(Records contained in a dataset)
--------------------

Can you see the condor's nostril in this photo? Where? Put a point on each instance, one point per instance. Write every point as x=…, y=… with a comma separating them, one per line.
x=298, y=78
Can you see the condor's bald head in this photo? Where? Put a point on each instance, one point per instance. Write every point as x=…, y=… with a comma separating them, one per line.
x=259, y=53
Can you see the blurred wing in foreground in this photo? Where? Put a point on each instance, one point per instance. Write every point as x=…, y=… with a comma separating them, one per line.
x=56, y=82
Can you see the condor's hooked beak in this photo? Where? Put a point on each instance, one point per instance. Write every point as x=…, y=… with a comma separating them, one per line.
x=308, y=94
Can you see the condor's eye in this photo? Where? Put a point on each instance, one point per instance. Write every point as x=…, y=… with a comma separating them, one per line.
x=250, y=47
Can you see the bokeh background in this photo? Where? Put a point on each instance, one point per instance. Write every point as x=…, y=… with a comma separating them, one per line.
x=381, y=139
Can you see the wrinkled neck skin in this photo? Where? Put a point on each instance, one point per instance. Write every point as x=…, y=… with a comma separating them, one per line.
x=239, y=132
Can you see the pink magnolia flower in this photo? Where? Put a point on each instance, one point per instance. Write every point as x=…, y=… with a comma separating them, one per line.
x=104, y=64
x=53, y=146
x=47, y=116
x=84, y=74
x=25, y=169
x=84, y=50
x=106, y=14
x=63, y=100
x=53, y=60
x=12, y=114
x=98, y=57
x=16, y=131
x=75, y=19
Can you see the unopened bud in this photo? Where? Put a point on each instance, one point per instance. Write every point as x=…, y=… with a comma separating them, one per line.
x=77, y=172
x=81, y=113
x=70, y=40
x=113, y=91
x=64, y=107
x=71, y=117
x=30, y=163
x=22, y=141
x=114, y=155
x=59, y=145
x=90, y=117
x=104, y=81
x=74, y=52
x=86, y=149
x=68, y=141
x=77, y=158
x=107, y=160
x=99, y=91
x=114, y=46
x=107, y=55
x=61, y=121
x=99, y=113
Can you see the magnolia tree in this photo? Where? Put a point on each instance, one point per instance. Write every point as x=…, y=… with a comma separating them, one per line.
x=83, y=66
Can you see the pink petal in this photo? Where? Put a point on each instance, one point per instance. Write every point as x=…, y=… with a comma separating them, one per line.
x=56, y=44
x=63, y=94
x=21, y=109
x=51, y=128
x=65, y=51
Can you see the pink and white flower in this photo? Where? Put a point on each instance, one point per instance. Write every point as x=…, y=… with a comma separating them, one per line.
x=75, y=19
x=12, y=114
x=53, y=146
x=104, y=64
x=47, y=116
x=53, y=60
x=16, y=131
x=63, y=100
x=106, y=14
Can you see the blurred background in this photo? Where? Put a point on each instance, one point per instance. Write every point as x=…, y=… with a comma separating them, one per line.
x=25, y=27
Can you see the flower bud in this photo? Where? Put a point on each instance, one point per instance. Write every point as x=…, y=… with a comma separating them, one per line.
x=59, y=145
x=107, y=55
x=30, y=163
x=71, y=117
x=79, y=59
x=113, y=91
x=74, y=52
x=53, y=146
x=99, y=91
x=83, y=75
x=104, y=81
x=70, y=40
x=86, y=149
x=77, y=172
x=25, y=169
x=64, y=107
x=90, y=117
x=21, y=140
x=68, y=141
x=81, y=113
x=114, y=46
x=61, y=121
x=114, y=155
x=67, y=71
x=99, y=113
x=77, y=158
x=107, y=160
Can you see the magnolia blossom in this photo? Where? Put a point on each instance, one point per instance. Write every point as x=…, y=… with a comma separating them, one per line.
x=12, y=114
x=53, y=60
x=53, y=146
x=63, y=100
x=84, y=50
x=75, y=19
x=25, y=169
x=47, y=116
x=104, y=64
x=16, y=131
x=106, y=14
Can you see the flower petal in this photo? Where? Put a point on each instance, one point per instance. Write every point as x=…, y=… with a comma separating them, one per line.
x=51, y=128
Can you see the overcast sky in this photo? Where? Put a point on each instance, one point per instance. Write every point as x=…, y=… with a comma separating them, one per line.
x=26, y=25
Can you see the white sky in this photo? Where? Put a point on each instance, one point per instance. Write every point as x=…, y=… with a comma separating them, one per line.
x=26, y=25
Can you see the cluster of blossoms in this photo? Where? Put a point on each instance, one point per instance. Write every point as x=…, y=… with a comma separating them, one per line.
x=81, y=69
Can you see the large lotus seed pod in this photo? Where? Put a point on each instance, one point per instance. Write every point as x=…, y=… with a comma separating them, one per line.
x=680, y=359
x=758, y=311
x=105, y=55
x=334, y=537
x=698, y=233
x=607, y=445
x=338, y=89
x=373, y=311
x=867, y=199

--------------------

__WHAT THIS TASK INVOLVES__.
Each entry above is to be quoted exactly.

__THE SOLUTION__.
Can you see the condor's nostril in this photo? Where? Put a point on each instance, one point per instance. Write every point as x=…, y=… with a comma separating them, one per line.
x=298, y=78
Can you see the condor's bald head in this photo? Where? Put a point on each instance, one point per instance. Write every point as x=…, y=… with a comma separating them, one per line.
x=259, y=53
Can you see the blurred wing in foreground in this photo? Where? Put a point on each instance, one point per instance. Write every point as x=…, y=… with a comma separating them, one per line.
x=56, y=82
Can you see the condor's hooked beak in this photo? Where? Put a point on each instance, one point per instance. Write every point as x=…, y=… with a comma separating them, one per line.
x=308, y=94
Can you see the condor's eye in this photo? Where? Put a point on each instance, one point per instance. Write every point as x=…, y=… with a comma separating them, one per line.
x=250, y=47
Can you see the bokeh background in this photo? Where? Put a point on each instance, one point per instance. Write every point as x=…, y=… with a comma separating them, one per line.
x=381, y=139
Can you see the wrinkled neck skin in this photo? Where? Put a point on each instance, one point per instance. Write every point as x=…, y=… with a comma separating them, one per line.
x=239, y=132
Can you see the pink magnolia flower in this photo? Where? Put a point on each instance, one point per instance. Write every point as x=…, y=… with a comma separating them, one per line.
x=104, y=64
x=53, y=146
x=47, y=116
x=84, y=74
x=25, y=169
x=84, y=50
x=106, y=14
x=63, y=100
x=53, y=60
x=12, y=114
x=98, y=57
x=16, y=131
x=75, y=19
Can you see the unopened bud in this photo? Where? Put a point on each instance, one point per instance. Write every point as x=…, y=… with a comma separating them, one per line.
x=77, y=172
x=81, y=113
x=70, y=40
x=113, y=91
x=64, y=107
x=71, y=117
x=30, y=163
x=22, y=141
x=114, y=155
x=59, y=145
x=90, y=117
x=104, y=81
x=74, y=52
x=86, y=149
x=68, y=141
x=77, y=158
x=107, y=160
x=99, y=91
x=114, y=46
x=107, y=55
x=61, y=121
x=99, y=113
Can you see the magnolia tree in this photo? Where? Put a point on each instance, one point per instance. Write every point as x=…, y=… with a comma separating them, one per line.
x=83, y=66
Can you see the pink petal in this photo? Where? Put a point on each instance, one point per instance. Write every point as x=…, y=… with a comma separating them, one per line.
x=56, y=44
x=63, y=94
x=21, y=109
x=51, y=128
x=65, y=51
Can you see the pink and white flower in this photo? Where? Put a point on each instance, one point per instance. Write every point as x=…, y=… with a comma separating them, one per line.
x=75, y=19
x=12, y=114
x=53, y=146
x=104, y=64
x=47, y=116
x=53, y=60
x=16, y=131
x=63, y=100
x=106, y=14
Can you see the blurred background in this photo? Where? Put a point on each instance, one point per instance. Write every point as x=…, y=… with a comma separating them, one per line.
x=25, y=27
Can you see the flower bud in this photo? Where? Put a point on each instance, one point per instance. Write every point as x=…, y=… with a comma separating them, one per line.
x=59, y=145
x=107, y=55
x=30, y=163
x=71, y=117
x=79, y=59
x=113, y=91
x=74, y=52
x=53, y=146
x=99, y=91
x=83, y=75
x=104, y=81
x=70, y=40
x=86, y=149
x=77, y=172
x=25, y=169
x=64, y=107
x=90, y=117
x=21, y=140
x=68, y=141
x=81, y=113
x=114, y=46
x=61, y=121
x=114, y=155
x=67, y=71
x=99, y=113
x=77, y=158
x=107, y=160
Can you see the magnolia blossom in this photo? Where? Put a point on each instance, one point per instance. Write every point as x=…, y=… with a comma separating them, one per line.
x=12, y=114
x=53, y=60
x=53, y=146
x=63, y=100
x=84, y=50
x=75, y=19
x=25, y=169
x=47, y=116
x=104, y=64
x=16, y=131
x=106, y=14
Can you see the flower petal in this photo? Where? Put a point on each instance, one point per instance. Write every point as x=…, y=… with a comma separating them, one per line.
x=51, y=128
Can you see the overcast sky in this photo? Where? Put a point on each instance, one point per instance. Write every point as x=…, y=… with a comma separating them, one per line.
x=26, y=25
Can you see the white sky in this photo? Where? Put a point on each instance, one point per instance. Write every point as x=…, y=… with a comma separating them, one per line.
x=26, y=25
Can you see the cluster of blossoms in this photo? Where? Put a point on each instance, one point per instance. Write every point as x=…, y=… with a comma separating them, one per line.
x=81, y=69
Can you see the large lotus seed pod in this photo? Where? Put a point on each instance, one point per instance. Write every point as x=…, y=… with a comma separating them, one per line.
x=680, y=359
x=758, y=311
x=105, y=55
x=334, y=537
x=698, y=233
x=607, y=445
x=338, y=89
x=373, y=311
x=867, y=199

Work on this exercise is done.